[Given passage start]
Tuesday, January 15, 2013

Awkward Moment #324.

I made up that number. It's really probably a lot higher than 324.

So classes started back up today. Well, they started yesterday, but I'm only taking Tuesday/Thursday classes so for me, they started today. Anyway.

I'm taking four classes, from 9:30-3:30. No breaks in between for lunch (that is called poor planning, people), but since today was mainly just going over the syllabus, I got out of almost all my classes 45 minutes early.

After my 11:00 class which I got out of about 11:40, I was starving, so I decided to head over to the University Center for lunch. I got Chickfila. It was yummy.

Anyway.

It's always really awkward trying to find seating in there. Because all the tables are usually occupied by multiple people...it's really hard to find one seat that's appropriately spaced from the other groups at the same table. But eventually I found one and sat down to enjoy my lunch.

Anyway.

I was facing another table, and a guy sat down on the side facing me with a Subway sandwich. While he was eating, I happened to notice a piece of lettuce stuck to his lip. So naturally, I did what anyone would do in this situation: I stared at it.

I wanted to see if it would fall off or if it was going to stay stuck there. So I'm staring at this guy for like, I don't know, a minute, when suddenly, he looks up. Right at me.

I quickly avert my gaze.

I turn my head slightly to look back down at my food, and out of my peripheral vision I see this guy smiling and waving at me.

Do I wave back? Do I acknowledge him? What do I do?

Well, I'll tell you what I did.

I mustered up some courage and eked out a very, VERY timid smile that you would only notice if you were looking for it really, REALLY hard.

And then he starts to get up. And I'm FREAKING out.

This is essentially what went through my head: Oh my gosh he's getting up. Oh my gosh. Is he coming over here? Don't look. Whatever you do don't look. Oh my gosh. Does he think you were trying to communicate interest? How do I explain to him that I was staring at him because he had a piece of lettuce stuck to his lip? This is going to be soooo awkward.

Anyway.

He gets up. And as he's doing so, he's saying something, but I can't tell what. And he starts walking...and he's getting closer and closer...

And he completely ignores me as he walks by and joins his friends at a different table.

Apparently, when I was staring at the lettuce on his lip, some friends of his at another table spotted him and yelled his name, which is why he looked up. And then the whole time he was smiling and waving at them, not me. Which hopefully means he didn't notice me smiling.

So I guess it wasn't really an awkward moment...but it almost was.

I felt awkward, at least.

REALLY awkward.
[Given passage end]
__Instruction A__: In the lunch account, what did the writer get to eat at the University Center?
The lunch account and the listing that comes after it are unrelated material.
[Stored rows start]
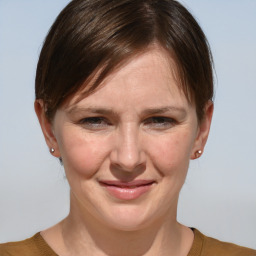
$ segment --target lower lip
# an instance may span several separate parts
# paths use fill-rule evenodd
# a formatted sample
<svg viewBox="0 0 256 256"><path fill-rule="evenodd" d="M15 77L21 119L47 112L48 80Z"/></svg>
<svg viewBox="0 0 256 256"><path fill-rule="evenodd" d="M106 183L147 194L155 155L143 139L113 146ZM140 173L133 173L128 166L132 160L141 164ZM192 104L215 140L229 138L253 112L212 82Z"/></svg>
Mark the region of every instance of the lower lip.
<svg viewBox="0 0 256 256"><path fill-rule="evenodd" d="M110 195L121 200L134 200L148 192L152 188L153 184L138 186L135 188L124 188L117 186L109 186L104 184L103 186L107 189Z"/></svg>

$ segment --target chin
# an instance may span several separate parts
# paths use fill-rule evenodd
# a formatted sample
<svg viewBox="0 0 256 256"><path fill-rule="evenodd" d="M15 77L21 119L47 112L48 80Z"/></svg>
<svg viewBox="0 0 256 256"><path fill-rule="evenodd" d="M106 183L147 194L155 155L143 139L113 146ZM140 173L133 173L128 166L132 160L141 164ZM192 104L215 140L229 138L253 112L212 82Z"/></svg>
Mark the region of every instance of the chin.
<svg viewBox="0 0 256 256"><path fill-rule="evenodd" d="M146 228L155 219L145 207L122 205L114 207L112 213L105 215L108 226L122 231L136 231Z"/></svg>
[Stored rows end]
[Stored rows start]
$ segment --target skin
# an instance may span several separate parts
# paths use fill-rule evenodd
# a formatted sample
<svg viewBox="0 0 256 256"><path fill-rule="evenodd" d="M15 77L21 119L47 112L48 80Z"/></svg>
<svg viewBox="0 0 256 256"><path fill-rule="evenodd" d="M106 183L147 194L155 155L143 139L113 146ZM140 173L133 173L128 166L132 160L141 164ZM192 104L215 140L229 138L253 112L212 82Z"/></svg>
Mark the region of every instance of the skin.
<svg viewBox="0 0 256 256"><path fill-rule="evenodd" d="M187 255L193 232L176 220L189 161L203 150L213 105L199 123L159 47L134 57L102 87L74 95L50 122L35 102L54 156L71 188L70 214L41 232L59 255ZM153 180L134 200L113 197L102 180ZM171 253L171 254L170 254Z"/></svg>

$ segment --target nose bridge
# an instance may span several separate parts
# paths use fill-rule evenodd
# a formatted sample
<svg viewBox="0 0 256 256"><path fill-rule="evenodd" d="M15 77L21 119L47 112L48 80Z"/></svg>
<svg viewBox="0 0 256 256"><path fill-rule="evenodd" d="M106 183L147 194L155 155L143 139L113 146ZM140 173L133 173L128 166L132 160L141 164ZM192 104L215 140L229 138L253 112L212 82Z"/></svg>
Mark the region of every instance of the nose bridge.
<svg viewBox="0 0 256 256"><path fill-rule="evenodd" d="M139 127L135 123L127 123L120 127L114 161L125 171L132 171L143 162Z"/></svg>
[Stored rows end]
__Instruction B__: Collect every line of the listing that contains the string "bridge", treating case as significant.

__Full output A__: Chickfila.

__Full output B__:
$ segment --target nose bridge
Mark the region of every instance of the nose bridge.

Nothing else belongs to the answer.